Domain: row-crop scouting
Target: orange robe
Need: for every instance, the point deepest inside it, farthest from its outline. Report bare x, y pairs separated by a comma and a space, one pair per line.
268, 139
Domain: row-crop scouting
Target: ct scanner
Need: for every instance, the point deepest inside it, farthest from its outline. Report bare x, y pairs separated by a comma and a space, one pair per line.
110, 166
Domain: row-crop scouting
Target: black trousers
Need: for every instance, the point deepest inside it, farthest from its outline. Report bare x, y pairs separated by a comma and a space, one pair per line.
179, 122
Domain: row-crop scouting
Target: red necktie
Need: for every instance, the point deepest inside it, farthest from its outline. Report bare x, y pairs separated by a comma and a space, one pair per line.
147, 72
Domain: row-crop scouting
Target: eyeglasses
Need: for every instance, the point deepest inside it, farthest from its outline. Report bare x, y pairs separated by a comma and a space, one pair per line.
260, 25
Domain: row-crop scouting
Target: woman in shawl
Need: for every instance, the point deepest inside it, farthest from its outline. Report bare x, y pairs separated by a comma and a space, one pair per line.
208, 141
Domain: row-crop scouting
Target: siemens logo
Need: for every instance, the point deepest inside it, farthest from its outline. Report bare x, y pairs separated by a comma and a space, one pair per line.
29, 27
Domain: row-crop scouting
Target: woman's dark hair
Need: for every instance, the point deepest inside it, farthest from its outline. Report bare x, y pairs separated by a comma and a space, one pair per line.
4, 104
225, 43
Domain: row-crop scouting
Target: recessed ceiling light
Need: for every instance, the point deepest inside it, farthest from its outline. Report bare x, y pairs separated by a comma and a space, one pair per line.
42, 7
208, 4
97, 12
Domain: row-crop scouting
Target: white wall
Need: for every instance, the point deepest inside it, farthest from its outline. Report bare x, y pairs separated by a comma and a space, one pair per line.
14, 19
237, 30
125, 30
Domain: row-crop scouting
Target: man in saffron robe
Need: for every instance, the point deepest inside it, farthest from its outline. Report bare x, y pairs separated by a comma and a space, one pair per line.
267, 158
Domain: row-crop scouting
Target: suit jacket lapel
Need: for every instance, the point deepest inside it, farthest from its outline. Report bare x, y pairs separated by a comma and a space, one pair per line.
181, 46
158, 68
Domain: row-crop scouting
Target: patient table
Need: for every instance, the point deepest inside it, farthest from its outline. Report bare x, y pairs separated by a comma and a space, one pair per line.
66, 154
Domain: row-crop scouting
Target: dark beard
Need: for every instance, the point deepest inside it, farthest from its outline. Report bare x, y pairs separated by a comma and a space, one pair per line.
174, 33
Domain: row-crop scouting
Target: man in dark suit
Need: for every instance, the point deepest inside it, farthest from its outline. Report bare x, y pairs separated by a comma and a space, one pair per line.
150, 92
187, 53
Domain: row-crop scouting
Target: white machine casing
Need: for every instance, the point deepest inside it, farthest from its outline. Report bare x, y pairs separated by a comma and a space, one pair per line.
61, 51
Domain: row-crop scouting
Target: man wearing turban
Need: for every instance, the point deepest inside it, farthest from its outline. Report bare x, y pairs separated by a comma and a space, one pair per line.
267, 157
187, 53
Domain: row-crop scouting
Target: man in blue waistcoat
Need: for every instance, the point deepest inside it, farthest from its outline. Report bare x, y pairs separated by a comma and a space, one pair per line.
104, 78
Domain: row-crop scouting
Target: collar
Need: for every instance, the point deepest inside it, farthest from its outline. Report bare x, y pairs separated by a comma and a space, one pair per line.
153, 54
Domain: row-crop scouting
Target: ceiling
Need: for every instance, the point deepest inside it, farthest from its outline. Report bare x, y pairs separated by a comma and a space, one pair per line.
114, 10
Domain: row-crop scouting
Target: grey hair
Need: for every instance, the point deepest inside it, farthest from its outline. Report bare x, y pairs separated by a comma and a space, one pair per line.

────────────────────

▶ _DIRECTION_: From the rows above, pull every line that contains the word "ceiling" and copy each one unchanged.

▶ _SOLUTION FOR THIS PROBLEM_:
Target: recessed ceiling light
Target: ceiling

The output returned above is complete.